_Photo object pointing records_.
==*==

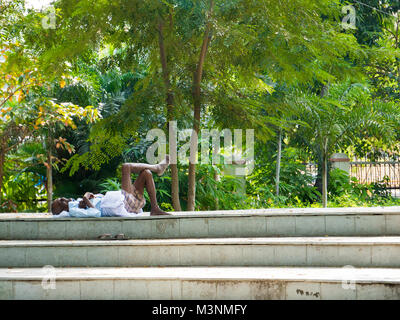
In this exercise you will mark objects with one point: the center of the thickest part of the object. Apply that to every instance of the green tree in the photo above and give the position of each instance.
(337, 119)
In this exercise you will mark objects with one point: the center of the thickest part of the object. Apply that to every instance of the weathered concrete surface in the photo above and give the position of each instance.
(376, 221)
(311, 251)
(203, 283)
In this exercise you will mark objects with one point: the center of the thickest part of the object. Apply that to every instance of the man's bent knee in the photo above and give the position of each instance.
(147, 173)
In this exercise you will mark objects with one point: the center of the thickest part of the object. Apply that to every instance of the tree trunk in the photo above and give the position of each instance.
(49, 173)
(324, 180)
(278, 162)
(170, 103)
(196, 93)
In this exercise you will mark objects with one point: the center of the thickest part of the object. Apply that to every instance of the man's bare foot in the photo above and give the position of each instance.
(158, 212)
(163, 165)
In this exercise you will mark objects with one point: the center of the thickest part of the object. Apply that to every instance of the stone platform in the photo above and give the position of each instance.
(245, 254)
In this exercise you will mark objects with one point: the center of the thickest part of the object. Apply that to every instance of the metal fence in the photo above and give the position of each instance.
(367, 172)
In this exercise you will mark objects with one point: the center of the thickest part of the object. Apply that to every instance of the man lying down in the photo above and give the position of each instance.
(128, 202)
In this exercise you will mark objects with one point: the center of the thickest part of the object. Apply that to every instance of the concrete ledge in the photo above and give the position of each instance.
(321, 252)
(203, 283)
(299, 222)
(225, 213)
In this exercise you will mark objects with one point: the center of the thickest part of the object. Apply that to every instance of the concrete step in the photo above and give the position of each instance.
(239, 283)
(376, 221)
(294, 251)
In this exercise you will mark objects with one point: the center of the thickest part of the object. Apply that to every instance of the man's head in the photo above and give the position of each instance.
(59, 205)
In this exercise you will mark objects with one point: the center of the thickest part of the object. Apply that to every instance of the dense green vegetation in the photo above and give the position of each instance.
(77, 98)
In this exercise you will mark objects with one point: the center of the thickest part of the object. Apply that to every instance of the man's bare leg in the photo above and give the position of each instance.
(156, 168)
(145, 179)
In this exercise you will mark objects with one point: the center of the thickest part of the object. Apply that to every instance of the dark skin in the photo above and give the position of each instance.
(143, 181)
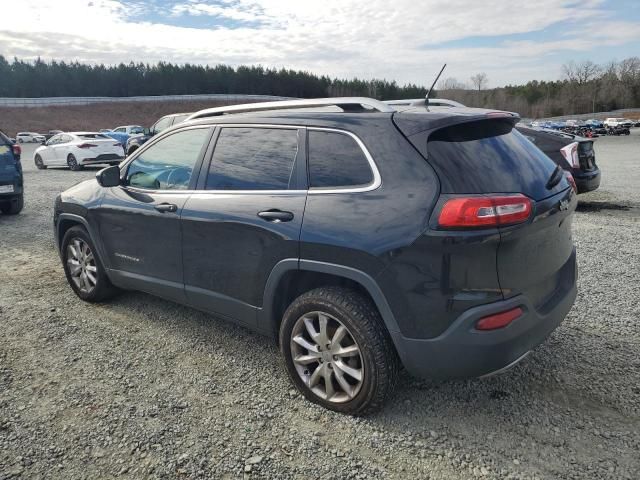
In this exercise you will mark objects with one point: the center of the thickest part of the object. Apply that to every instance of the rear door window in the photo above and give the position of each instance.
(253, 159)
(336, 160)
(489, 156)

==*==

_Exercise objective_.
Copy every entry exactly as written. Pictures are excluded.

_Output_.
In this exercise you will mark objects with one point: the center of the thickest part of the object. Apply that to every instance of the green tree in the photo above and give the position of each instance.
(337, 119)
In this exercise you will mark objects with one point: the center of the thickest part of the object. Apply that to every instance of the weathered concrete surface in the photo above and give the position of each instance.
(376, 221)
(311, 251)
(203, 283)
In this exercise you will mark objects with one point: the center of the thickest part of the object. Apply that to every instance of the man's bent knee in the photo above and give the position of each instance.
(147, 173)
In this exercise you will mark objects with one point: the center of the thickest part of the object. Apply that to every instance of the tree trunk in the photo above and give the position of each instance.
(49, 173)
(324, 180)
(278, 162)
(170, 103)
(196, 93)
In this exercise you will mark objects with one point: the center of the thickest part of the object. Apply that to every instance of the man's bare foot in the photo above and give the position of each instance.
(158, 212)
(163, 165)
In this exercise you will mark objects with one point: the center of the thickest part of the object. Apply that to every instance of the stone platform in the photo above and give the position of each instance.
(245, 254)
In this exercise you will mark objects with one point: the center of the thickest part of the object. Apply that to every instance of the metal fence in the photo above and give the position of each instance.
(367, 172)
In this exercise you will mark objects with one point: the center of the thickest part of the object. Apply that to every instance of the man lying down in the photo above and give the position of each instance.
(128, 202)
In this exercise you will mark objects with one point: the center of the thickest part of the object. Apply that to every instance of the concrete ledge in the photo above and give the position of each instance.
(321, 252)
(203, 283)
(299, 222)
(225, 213)
In this exercise you will mark objects with one point: the center of the thickest part of the object. Apply that to every instance of the concrete step in the photo above and give the position of each instance.
(239, 283)
(376, 221)
(294, 251)
In this exercise you will mark objects with one point: the center of the thickest part of the object. Apply that to every instance of the man's head in the photo above and give the position of each instance.
(59, 205)
In this exercise you will mark objects with one point: the center of the thickest part of the object. Apply that to every instance of the dense green vegetation in the photo above and give the position of each instance.
(77, 98)
In this exercise you will mark objects with one point: the center of the thickest part of the object. Apply that to every instance of the man's bare leg in the photo above and give the position of each instance.
(156, 168)
(145, 179)
In this exercise you will mark objects with one point: the center of the thickest part of the object. Apply that to every instance of the dark skin in the photo above and give the position of each instance.
(143, 181)
In this exercise you will mark objects with one point: the center of the thickest part of the object. Apply that to every instance of the rear door window in the photo above and give the position of each instance.
(253, 159)
(336, 160)
(489, 156)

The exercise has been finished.